### Excerpt to read:

________

The following three lemmata will be useful in bounding hook products of partitions.
\begin{lem}\label{Productlemma}Let $N$ be a natural number. For any tuple $(c_1,c_2,\cdots ,c_k)$ of positive integers, we have \[\prod_{j=1}^k(N-j+c_j)\leq\frac{N}{N-\sum_{j=1}^k c_j}\prod_{j=1}^k(N-j).\]
\end{lem}
\begin{proof}
When $(c_1,c_2,\cdots ,c_k)=(1,1,\cdots,1)$, we have equality for every $k$. For the induction step, assume that the statement holds for the tuple $(c_1,c_2,\cdots, c_k)$. We will show that the statement then also holds for the tuple $(c_1,c_2,\cdots,c_i+c_k,\cdots ,c_{k-1})$. Note that any tuple of positive integers can be reached using this operation multiple times, starting from a tuple $(1,1,\cdots,1)$.

In order to show the induction step, it suffices to check that \[\frac{N-i+c_i+c_k}{(N-k+c_k)(N-i+c_i)}\leq \frac{1}{N-k}.\]
%
Indeed, this reduces to \begin{align*}
(N-k)(N-i+c_i+c_k)&\leq(N-k+c_k)(N-i+c_i)\\
\Longleftrightarrow c_k(N-k)&\leq c_k(N-i+c_i)\\
\Longleftrightarrow i &\leq k+c_i.

________

### Tasks:
**a.** Rewrite the excerpt on bounding hook products from "In order to" down to "i &\leq k+c_i.", replacing "suffices" with "is sufficient".
**b.** In the records, write out everything from the line that contains "Annotate red sleeve with boxes." down to the line that contains "[198,112,240,177]", both of those lines included.

________

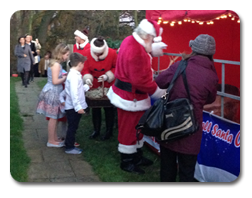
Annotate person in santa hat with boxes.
[81,36,117,140]
[73,28,90,56]
[107,19,165,174]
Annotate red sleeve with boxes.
[81,60,90,77]
[127,52,157,95]
[111,50,117,74]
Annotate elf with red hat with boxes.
[107,19,165,174]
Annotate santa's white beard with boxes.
[145,42,152,53]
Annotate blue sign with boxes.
[198,112,240,177]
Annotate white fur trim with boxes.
[132,32,146,48]
[118,143,137,154]
[83,74,94,84]
[90,38,109,61]
[90,38,108,53]
[90,46,109,61]
[150,87,166,99]
[118,138,144,154]
[139,19,156,36]
[107,86,151,112]
[76,39,89,49]
[106,70,115,83]
[74,30,88,40]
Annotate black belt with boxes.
[114,79,146,94]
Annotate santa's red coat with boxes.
[73,43,90,56]
[108,34,164,111]
[107,33,164,154]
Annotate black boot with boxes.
[135,148,153,166]
[20,72,25,86]
[120,153,145,174]
[89,108,101,139]
[101,107,115,140]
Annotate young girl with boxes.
[37,44,70,147]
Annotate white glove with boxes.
[86,79,93,86]
[98,74,108,82]
[151,42,167,57]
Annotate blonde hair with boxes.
[50,43,70,67]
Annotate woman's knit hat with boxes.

________

### Completed exercise:
**a.**
In order to show the induction step, it is sufficient to check that \[\frac{N-i+c_i+c_k}{(N-k+c_k)(N-i+c_i)}\leq \frac{1}{N-k}.\]
%
Indeed, this reduces to \begin{align*}
(N-k)(N-i+c_i+c_k)&\leq(N-k+c_k)(N-i+c_i)\\
\Longleftrightarrow c_k(N-k)&\leq c_k(N-i+c_i)\\
\Longleftrightarrow i &\leq k+c_i.

**b.**
Annotate red sleeve with boxes.
[81,60,90,77]
[127,52,157,95]
[111,50,117,74]
Annotate elf with red hat with boxes.
[107,19,165,174]
Annotate santa's white beard with boxes.
[145,42,152,53]
Annotate blue sign with boxes.
[198,112,240,177]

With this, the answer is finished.